What the task requires:
Each line from the one holding "the chrome door" to the last line below must be written out exactly, with no other output.

Material supplied:
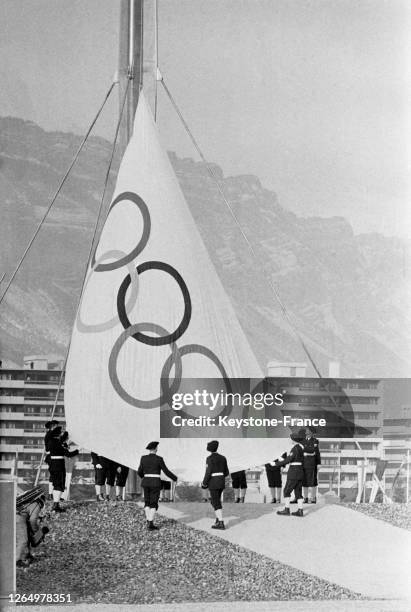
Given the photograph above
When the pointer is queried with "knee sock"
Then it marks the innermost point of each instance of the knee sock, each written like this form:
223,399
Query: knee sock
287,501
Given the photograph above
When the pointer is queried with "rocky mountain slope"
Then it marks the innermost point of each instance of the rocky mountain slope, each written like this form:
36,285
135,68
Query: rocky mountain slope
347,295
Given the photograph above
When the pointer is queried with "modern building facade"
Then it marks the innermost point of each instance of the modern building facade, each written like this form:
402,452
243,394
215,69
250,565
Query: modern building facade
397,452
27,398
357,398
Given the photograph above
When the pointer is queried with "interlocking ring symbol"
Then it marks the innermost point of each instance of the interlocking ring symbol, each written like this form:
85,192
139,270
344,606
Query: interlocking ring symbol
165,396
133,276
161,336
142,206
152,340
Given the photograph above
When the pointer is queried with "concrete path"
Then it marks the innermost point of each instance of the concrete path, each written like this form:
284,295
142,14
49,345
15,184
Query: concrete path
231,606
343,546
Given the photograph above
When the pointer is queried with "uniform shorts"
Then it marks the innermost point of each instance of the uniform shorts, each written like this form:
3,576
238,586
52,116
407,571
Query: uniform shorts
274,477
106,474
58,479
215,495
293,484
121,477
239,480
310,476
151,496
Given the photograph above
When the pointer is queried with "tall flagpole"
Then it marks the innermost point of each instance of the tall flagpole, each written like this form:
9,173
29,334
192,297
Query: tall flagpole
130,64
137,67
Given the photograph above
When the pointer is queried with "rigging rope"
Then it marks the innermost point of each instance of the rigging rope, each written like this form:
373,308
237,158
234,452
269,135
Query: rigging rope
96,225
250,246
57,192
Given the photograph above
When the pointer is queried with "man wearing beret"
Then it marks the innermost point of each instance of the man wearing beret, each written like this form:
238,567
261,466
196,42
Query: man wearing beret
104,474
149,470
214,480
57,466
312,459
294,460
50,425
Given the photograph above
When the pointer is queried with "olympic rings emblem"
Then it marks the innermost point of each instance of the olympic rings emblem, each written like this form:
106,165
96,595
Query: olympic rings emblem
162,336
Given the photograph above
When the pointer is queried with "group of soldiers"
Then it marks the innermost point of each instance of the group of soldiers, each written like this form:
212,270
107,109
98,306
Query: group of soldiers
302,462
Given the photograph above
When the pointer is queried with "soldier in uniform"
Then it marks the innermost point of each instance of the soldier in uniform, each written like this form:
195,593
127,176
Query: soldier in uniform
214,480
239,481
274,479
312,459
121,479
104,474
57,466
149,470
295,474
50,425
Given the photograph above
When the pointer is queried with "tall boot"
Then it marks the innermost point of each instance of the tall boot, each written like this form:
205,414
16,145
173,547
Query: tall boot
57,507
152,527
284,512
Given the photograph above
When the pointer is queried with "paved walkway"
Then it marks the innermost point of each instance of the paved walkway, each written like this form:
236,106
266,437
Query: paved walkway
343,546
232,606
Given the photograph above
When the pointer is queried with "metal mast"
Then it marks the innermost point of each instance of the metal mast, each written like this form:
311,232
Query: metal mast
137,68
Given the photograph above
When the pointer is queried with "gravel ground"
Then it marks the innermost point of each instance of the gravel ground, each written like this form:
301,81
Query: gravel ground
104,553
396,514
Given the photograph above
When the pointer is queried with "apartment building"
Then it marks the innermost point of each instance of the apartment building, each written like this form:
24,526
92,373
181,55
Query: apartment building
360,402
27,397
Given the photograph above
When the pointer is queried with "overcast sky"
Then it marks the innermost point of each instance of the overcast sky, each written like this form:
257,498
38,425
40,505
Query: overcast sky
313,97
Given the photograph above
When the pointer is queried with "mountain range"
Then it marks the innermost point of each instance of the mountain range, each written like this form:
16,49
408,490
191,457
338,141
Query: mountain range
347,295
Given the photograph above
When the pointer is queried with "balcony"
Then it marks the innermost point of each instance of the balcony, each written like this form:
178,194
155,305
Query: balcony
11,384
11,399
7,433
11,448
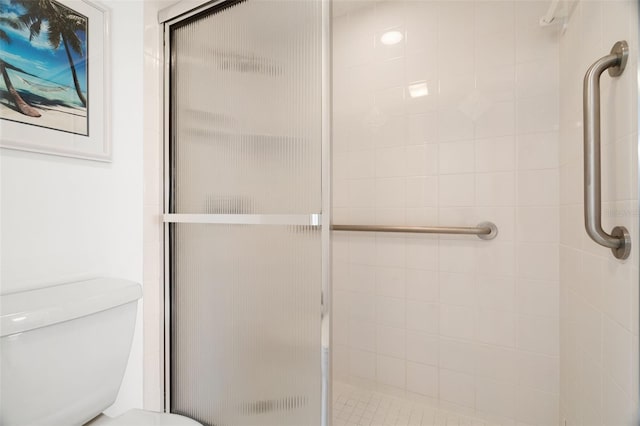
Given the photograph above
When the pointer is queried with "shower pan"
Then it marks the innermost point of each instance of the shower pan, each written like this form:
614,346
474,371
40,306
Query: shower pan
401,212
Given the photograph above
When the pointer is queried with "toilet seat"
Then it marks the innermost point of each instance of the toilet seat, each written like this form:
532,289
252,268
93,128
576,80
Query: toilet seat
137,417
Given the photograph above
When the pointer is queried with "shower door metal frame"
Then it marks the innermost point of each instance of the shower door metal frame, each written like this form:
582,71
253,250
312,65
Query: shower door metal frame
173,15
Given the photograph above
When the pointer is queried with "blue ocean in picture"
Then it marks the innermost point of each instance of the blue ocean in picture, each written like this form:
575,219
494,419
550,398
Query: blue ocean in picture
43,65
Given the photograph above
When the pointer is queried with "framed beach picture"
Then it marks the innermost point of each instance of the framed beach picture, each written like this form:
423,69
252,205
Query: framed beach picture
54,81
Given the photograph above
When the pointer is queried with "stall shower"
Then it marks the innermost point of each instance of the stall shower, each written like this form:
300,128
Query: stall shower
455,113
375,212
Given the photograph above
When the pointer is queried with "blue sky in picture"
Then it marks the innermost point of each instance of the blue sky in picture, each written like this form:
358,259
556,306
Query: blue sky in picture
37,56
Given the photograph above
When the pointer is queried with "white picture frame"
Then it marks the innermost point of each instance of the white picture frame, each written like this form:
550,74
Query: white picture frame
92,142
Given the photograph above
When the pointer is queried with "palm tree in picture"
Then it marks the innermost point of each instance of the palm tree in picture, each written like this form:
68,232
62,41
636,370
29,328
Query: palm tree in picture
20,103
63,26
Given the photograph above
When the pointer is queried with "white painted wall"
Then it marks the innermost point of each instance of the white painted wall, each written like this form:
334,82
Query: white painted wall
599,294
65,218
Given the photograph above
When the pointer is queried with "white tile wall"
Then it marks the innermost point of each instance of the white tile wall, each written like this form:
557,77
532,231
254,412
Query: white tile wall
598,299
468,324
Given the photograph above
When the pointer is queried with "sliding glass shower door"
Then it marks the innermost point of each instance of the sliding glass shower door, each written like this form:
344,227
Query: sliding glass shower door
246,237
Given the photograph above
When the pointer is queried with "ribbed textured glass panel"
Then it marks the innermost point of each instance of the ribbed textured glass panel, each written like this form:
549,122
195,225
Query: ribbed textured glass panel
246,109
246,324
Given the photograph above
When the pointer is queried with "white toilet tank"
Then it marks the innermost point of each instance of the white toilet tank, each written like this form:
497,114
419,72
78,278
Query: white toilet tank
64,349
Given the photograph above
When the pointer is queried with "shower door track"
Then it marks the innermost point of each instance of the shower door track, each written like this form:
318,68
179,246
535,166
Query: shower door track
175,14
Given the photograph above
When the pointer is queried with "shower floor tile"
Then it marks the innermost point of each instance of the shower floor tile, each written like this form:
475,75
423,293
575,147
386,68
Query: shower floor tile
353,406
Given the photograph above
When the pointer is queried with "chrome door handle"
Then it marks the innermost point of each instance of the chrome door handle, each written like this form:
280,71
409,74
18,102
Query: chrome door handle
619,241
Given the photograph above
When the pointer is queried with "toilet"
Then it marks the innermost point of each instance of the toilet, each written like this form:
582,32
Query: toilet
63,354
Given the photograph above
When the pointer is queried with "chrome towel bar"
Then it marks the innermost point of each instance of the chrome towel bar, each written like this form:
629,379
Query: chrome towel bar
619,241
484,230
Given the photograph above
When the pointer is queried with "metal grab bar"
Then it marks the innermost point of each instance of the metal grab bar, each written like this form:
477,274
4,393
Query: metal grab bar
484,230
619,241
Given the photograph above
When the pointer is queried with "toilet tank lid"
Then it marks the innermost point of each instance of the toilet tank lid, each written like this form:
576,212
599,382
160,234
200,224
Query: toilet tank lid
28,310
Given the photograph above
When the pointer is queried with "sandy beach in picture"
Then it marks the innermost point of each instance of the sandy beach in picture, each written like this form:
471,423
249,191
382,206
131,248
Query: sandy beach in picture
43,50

Exercise answer:
Then it marks the innermost point of each instance of the chrome door handle, each written like this form:
280,71
409,74
18,102
Query: chrome door handle
619,241
Given the photograph above
When the pointer is queried with "toilet"
Then it marks the innermost point of each instance of the toilet, each written like this form:
582,32
Query: toilet
63,354
Given the photograph above
When the pointer is queried with "chrome towel bar"
Then it marks the innermost point of each instance of the chrome towel bar, each written like this form:
629,379
Query: chrome towel bar
619,241
484,230
Given the photograph above
When the pointer is queried with "metal grab bar"
Then it marks the innermost point of each instance of the metal grab bar, each written like this form:
477,274
4,393
Query: metal grab bar
484,230
619,241
Given the photograph above
When the pointer is queried with "toilet tank lid"
Then it marks the innermost point of each instance of the toilet tank lid, each written like this form:
576,212
599,382
160,234
200,224
Query: toilet tank lid
28,310
Given the photograph above
When the pointer is queried with "sandy beach in picture"
Then it marks the innermost point of each instance of the sandy beach in picture, each written like this form:
471,423
249,191
382,206
131,248
Query: sandy beach in picture
43,50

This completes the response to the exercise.